Exercise passage:
LUFKIN, TX (KTRE) - Thousands of people have been injured or killed this month, alone--earthquakes have rocked China, the United States, Australia, and Mexico.
Air travel is slowly resuming across the Atlantic, following a volcanic explosion which clouded the sky with ash.
Movies, such as 2012, or Armageddon, have already tapped into that deep-seeded fear: life on earth will someday come to an end.
"It's not doomsday," said Chris Bailey. "The idea is anticipating something better, something greater."
Bailey is an elder with the Seventh Day Adventist Church in Tyler. He said he believes in the life and resurrection of Jesus Christ. Now he is waiting for the advent, or Jesus' second coming.
"These signs are letting us know that we're nearing a climax, a conclusion," he said. "The closer we get to [Jesus'] coming, the more active we should be in trying to invite and encourage others to join us."
Steven Ball, Ph.D., is a physicist with LeTourneau University. Ball agreed the Bible foretells signs, but he was hesitant to call earth's natural occurrences--including the most events, such as the Icelandic volcano--apocalyptic.

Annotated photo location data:
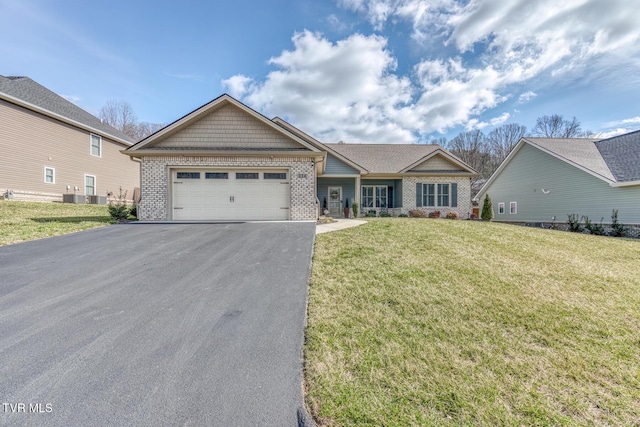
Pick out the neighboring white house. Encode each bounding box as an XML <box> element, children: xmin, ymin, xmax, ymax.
<box><xmin>122</xmin><ymin>94</ymin><xmax>477</xmax><ymax>221</ymax></box>
<box><xmin>475</xmin><ymin>131</ymin><xmax>640</xmax><ymax>225</ymax></box>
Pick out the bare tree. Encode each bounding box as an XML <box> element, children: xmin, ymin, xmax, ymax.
<box><xmin>134</xmin><ymin>122</ymin><xmax>164</xmax><ymax>141</ymax></box>
<box><xmin>98</xmin><ymin>100</ymin><xmax>138</xmax><ymax>139</ymax></box>
<box><xmin>487</xmin><ymin>123</ymin><xmax>527</xmax><ymax>168</ymax></box>
<box><xmin>532</xmin><ymin>114</ymin><xmax>583</xmax><ymax>138</ymax></box>
<box><xmin>447</xmin><ymin>130</ymin><xmax>491</xmax><ymax>181</ymax></box>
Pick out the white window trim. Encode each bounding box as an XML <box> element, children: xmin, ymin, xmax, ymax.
<box><xmin>89</xmin><ymin>133</ymin><xmax>102</xmax><ymax>157</ymax></box>
<box><xmin>360</xmin><ymin>185</ymin><xmax>389</xmax><ymax>209</ymax></box>
<box><xmin>83</xmin><ymin>173</ymin><xmax>98</xmax><ymax>196</ymax></box>
<box><xmin>42</xmin><ymin>166</ymin><xmax>56</xmax><ymax>184</ymax></box>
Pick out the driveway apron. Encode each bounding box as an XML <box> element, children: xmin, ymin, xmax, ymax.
<box><xmin>0</xmin><ymin>223</ymin><xmax>315</xmax><ymax>426</ymax></box>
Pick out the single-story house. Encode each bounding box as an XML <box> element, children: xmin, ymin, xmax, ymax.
<box><xmin>475</xmin><ymin>131</ymin><xmax>640</xmax><ymax>225</ymax></box>
<box><xmin>0</xmin><ymin>76</ymin><xmax>140</xmax><ymax>202</ymax></box>
<box><xmin>122</xmin><ymin>94</ymin><xmax>477</xmax><ymax>221</ymax></box>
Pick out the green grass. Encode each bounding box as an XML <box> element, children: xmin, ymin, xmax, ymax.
<box><xmin>0</xmin><ymin>200</ymin><xmax>111</xmax><ymax>246</ymax></box>
<box><xmin>305</xmin><ymin>218</ymin><xmax>640</xmax><ymax>426</ymax></box>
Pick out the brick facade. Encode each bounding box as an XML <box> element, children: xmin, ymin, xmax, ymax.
<box><xmin>402</xmin><ymin>176</ymin><xmax>471</xmax><ymax>219</ymax></box>
<box><xmin>138</xmin><ymin>156</ymin><xmax>317</xmax><ymax>221</ymax></box>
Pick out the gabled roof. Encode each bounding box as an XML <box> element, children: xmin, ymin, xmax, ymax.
<box><xmin>325</xmin><ymin>144</ymin><xmax>477</xmax><ymax>176</ymax></box>
<box><xmin>474</xmin><ymin>131</ymin><xmax>640</xmax><ymax>200</ymax></box>
<box><xmin>123</xmin><ymin>94</ymin><xmax>323</xmax><ymax>156</ymax></box>
<box><xmin>273</xmin><ymin>117</ymin><xmax>368</xmax><ymax>174</ymax></box>
<box><xmin>595</xmin><ymin>130</ymin><xmax>640</xmax><ymax>183</ymax></box>
<box><xmin>0</xmin><ymin>76</ymin><xmax>134</xmax><ymax>145</ymax></box>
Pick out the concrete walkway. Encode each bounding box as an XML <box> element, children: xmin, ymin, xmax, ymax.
<box><xmin>316</xmin><ymin>218</ymin><xmax>367</xmax><ymax>234</ymax></box>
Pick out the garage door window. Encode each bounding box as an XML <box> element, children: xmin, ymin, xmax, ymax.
<box><xmin>236</xmin><ymin>172</ymin><xmax>259</xmax><ymax>179</ymax></box>
<box><xmin>204</xmin><ymin>172</ymin><xmax>229</xmax><ymax>179</ymax></box>
<box><xmin>264</xmin><ymin>172</ymin><xmax>287</xmax><ymax>179</ymax></box>
<box><xmin>177</xmin><ymin>172</ymin><xmax>200</xmax><ymax>179</ymax></box>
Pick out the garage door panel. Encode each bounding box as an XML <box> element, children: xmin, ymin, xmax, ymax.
<box><xmin>172</xmin><ymin>169</ymin><xmax>291</xmax><ymax>220</ymax></box>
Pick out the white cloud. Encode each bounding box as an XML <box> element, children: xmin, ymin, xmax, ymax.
<box><xmin>223</xmin><ymin>0</ymin><xmax>640</xmax><ymax>142</ymax></box>
<box><xmin>223</xmin><ymin>31</ymin><xmax>415</xmax><ymax>143</ymax></box>
<box><xmin>518</xmin><ymin>90</ymin><xmax>538</xmax><ymax>104</ymax></box>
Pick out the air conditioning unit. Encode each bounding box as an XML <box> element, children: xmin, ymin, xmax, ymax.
<box><xmin>62</xmin><ymin>194</ymin><xmax>87</xmax><ymax>205</ymax></box>
<box><xmin>87</xmin><ymin>196</ymin><xmax>107</xmax><ymax>205</ymax></box>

Task directions:
Continue the news story about natural disasters and beliefs about the end of the world, picking up after its last sentence.

Result of this task:
"When you have a planet with plate tectonics, you get volcanoes, you get earthquakes--it's part of the package," he said.
He said it's happened for century after century, but increased media reports have also made them appear more prevalent.
Self-proclaimed Christian, and New Testament scholar, Viktor Roudkovski, Ph.D., said we've always had political confusion, war, rumors of wars, famine, disease, and earthquakes.
But Roudkovski said it is dangerous to correlate those events to the end. He said the end actually began when Jesus Christ came the first time.
"We live in this tension between 'already' and 'not yet,'" he said. "Already, [Jesus] is Lord, but he has not yet established the kingdom of God here on this earth."